[Exercise inputs start]
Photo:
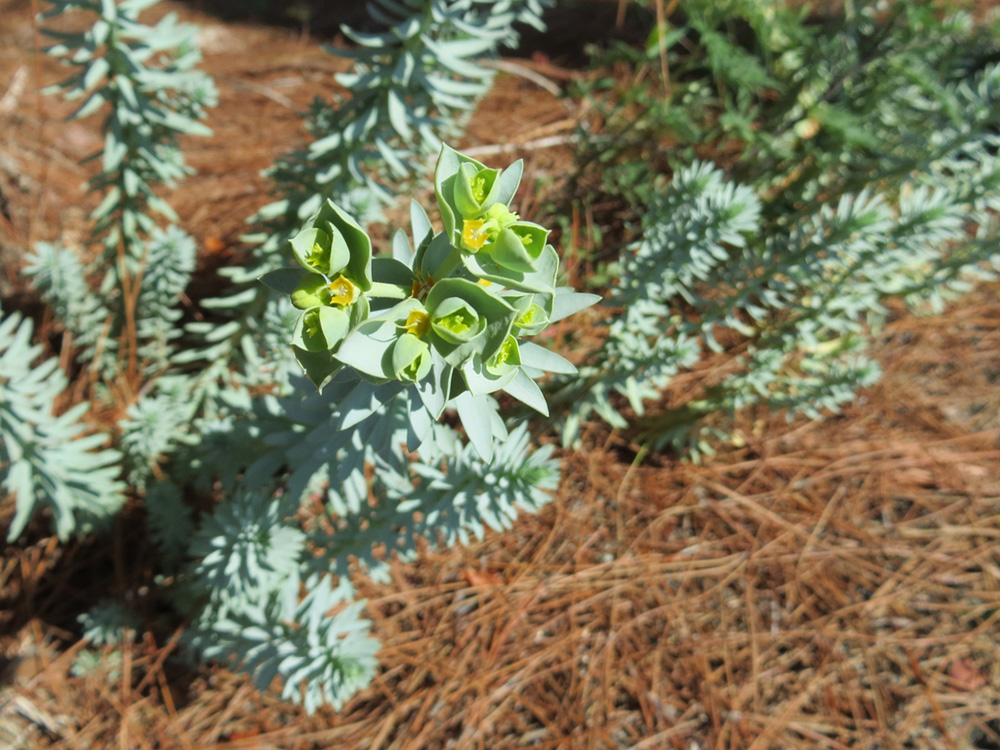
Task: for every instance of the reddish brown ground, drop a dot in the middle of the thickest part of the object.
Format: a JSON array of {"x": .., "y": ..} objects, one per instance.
[{"x": 830, "y": 585}]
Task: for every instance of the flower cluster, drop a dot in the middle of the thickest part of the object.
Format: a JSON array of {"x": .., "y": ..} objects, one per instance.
[{"x": 448, "y": 313}]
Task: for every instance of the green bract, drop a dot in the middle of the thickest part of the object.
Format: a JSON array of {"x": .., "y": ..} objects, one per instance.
[
  {"x": 446, "y": 315},
  {"x": 334, "y": 245}
]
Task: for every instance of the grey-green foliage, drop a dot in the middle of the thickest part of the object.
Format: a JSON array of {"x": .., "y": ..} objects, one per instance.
[
  {"x": 250, "y": 555},
  {"x": 169, "y": 263},
  {"x": 321, "y": 657},
  {"x": 410, "y": 86},
  {"x": 49, "y": 460},
  {"x": 802, "y": 298},
  {"x": 143, "y": 78}
]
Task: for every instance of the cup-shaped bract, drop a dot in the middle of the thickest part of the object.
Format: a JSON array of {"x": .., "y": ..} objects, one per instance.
[
  {"x": 474, "y": 189},
  {"x": 466, "y": 320},
  {"x": 467, "y": 189},
  {"x": 519, "y": 246},
  {"x": 533, "y": 320},
  {"x": 334, "y": 245},
  {"x": 411, "y": 358},
  {"x": 456, "y": 321}
]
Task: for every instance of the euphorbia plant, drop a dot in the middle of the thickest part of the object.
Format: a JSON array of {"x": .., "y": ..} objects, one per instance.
[{"x": 447, "y": 314}]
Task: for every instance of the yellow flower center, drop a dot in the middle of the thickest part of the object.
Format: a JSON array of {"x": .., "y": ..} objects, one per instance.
[
  {"x": 418, "y": 323},
  {"x": 474, "y": 235},
  {"x": 343, "y": 291}
]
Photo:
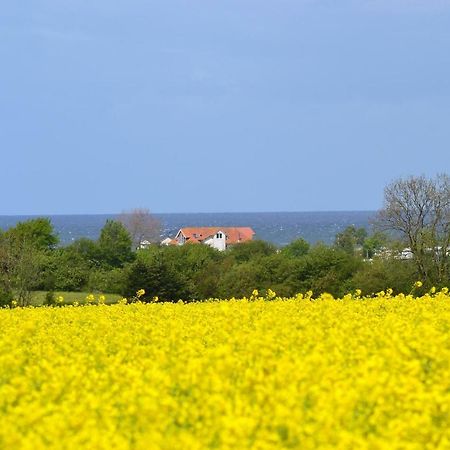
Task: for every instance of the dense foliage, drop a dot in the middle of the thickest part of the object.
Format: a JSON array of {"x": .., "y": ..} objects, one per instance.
[
  {"x": 30, "y": 261},
  {"x": 252, "y": 373}
]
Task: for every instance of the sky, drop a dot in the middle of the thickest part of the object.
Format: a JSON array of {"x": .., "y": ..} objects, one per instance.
[{"x": 219, "y": 106}]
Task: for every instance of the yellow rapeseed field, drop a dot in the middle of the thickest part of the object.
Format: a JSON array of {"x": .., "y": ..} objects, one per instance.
[{"x": 254, "y": 373}]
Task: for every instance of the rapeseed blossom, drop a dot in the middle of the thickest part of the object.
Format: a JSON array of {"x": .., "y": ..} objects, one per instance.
[{"x": 357, "y": 373}]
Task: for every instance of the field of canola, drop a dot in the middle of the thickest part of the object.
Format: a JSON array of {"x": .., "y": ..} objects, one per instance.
[{"x": 285, "y": 373}]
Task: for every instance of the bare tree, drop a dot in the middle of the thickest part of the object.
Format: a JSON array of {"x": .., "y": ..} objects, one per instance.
[
  {"x": 419, "y": 209},
  {"x": 141, "y": 225}
]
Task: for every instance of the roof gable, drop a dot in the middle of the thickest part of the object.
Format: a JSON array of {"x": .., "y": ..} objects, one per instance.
[{"x": 233, "y": 234}]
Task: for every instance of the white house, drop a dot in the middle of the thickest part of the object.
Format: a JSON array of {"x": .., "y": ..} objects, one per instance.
[{"x": 216, "y": 237}]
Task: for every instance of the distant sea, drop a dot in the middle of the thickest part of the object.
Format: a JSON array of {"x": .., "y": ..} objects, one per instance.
[{"x": 277, "y": 227}]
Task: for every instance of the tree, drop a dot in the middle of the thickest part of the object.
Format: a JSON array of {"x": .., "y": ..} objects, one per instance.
[
  {"x": 141, "y": 225},
  {"x": 296, "y": 249},
  {"x": 23, "y": 250},
  {"x": 37, "y": 232},
  {"x": 21, "y": 264},
  {"x": 419, "y": 210},
  {"x": 350, "y": 238},
  {"x": 115, "y": 244}
]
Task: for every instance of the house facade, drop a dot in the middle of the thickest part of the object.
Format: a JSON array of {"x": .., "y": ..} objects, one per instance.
[{"x": 216, "y": 237}]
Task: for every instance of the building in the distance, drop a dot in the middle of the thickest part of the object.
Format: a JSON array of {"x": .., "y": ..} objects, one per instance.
[{"x": 217, "y": 237}]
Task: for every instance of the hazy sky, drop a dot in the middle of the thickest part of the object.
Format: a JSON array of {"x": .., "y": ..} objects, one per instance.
[{"x": 224, "y": 105}]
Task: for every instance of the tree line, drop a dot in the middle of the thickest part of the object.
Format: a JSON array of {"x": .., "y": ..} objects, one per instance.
[{"x": 415, "y": 214}]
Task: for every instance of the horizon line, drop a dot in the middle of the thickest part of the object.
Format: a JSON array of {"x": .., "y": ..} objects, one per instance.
[{"x": 194, "y": 212}]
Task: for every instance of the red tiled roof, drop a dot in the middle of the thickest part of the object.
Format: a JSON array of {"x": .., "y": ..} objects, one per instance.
[{"x": 234, "y": 234}]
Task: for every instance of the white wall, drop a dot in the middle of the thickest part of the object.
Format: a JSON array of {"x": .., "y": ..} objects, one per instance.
[{"x": 219, "y": 243}]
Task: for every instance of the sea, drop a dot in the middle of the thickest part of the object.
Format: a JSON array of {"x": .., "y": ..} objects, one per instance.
[{"x": 280, "y": 228}]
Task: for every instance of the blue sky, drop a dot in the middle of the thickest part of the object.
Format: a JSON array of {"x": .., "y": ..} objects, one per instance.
[{"x": 214, "y": 106}]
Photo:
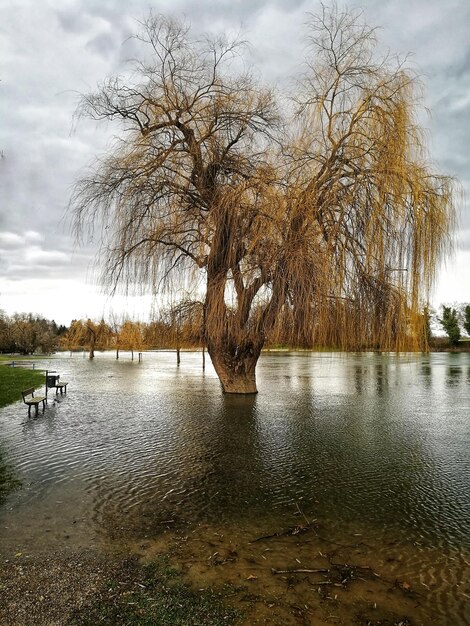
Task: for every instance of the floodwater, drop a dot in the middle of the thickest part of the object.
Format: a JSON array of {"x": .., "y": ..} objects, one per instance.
[{"x": 373, "y": 445}]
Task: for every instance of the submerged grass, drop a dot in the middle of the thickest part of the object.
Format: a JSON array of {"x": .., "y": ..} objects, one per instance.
[
  {"x": 153, "y": 595},
  {"x": 14, "y": 380}
]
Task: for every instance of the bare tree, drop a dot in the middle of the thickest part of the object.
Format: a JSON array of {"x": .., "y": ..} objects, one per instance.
[{"x": 327, "y": 215}]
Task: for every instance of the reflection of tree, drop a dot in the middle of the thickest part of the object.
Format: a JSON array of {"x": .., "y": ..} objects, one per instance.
[
  {"x": 8, "y": 481},
  {"x": 364, "y": 457}
]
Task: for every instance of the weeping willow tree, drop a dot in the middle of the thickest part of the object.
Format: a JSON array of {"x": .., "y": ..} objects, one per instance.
[{"x": 324, "y": 222}]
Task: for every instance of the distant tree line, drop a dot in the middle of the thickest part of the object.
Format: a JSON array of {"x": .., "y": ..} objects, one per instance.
[
  {"x": 453, "y": 320},
  {"x": 25, "y": 333},
  {"x": 176, "y": 327}
]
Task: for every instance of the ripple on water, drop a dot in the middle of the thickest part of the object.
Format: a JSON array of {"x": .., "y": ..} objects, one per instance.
[{"x": 348, "y": 437}]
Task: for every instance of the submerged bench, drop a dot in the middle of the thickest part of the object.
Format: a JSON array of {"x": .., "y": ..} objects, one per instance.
[
  {"x": 31, "y": 400},
  {"x": 53, "y": 380}
]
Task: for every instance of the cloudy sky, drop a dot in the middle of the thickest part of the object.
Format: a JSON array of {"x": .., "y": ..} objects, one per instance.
[{"x": 53, "y": 50}]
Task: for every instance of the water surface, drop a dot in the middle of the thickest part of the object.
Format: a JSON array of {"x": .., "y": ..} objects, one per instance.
[{"x": 374, "y": 443}]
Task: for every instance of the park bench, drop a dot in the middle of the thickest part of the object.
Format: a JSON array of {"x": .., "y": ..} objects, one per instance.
[{"x": 31, "y": 400}]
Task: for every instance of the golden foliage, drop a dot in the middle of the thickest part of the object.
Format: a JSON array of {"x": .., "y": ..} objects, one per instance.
[{"x": 323, "y": 223}]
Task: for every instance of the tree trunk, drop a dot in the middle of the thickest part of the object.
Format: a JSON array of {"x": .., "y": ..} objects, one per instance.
[{"x": 236, "y": 368}]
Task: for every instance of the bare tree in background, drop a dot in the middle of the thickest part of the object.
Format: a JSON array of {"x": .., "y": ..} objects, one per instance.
[{"x": 326, "y": 216}]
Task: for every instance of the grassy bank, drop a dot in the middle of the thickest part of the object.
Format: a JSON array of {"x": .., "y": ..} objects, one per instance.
[{"x": 13, "y": 380}]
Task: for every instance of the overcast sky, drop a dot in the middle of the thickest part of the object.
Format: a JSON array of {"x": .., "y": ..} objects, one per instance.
[{"x": 52, "y": 50}]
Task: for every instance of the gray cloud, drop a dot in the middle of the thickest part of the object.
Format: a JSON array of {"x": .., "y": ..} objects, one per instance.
[{"x": 50, "y": 51}]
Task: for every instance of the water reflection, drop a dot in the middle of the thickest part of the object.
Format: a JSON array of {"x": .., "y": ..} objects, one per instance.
[{"x": 366, "y": 438}]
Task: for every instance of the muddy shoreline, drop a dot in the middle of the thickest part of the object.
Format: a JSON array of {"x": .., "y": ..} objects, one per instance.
[{"x": 295, "y": 575}]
[Exercise inputs end]
## [Exercise goal]
From the line containing "Task: for every instance of the gray" through the closing line of the material above, return every line exactly and omit all others.

## [Correct output]
Task: for every instance of the gray cloud, drop a dot in the middle of the thickest part of the object.
Format: a JSON array of {"x": .., "y": ..} objects, one per instance.
[{"x": 50, "y": 51}]
Task: for every instance of the water reflection, drop a dot in the middle of the thickest part of the object.
Format: a JSON array of {"x": .., "y": ..} objects, one per instance.
[{"x": 366, "y": 438}]
Task: for every instance of the muddy shoreline, drop a dot in the middle of the thickest part of the object.
Format: a JSON array of {"x": .., "y": ..} objects, one per instance.
[{"x": 295, "y": 575}]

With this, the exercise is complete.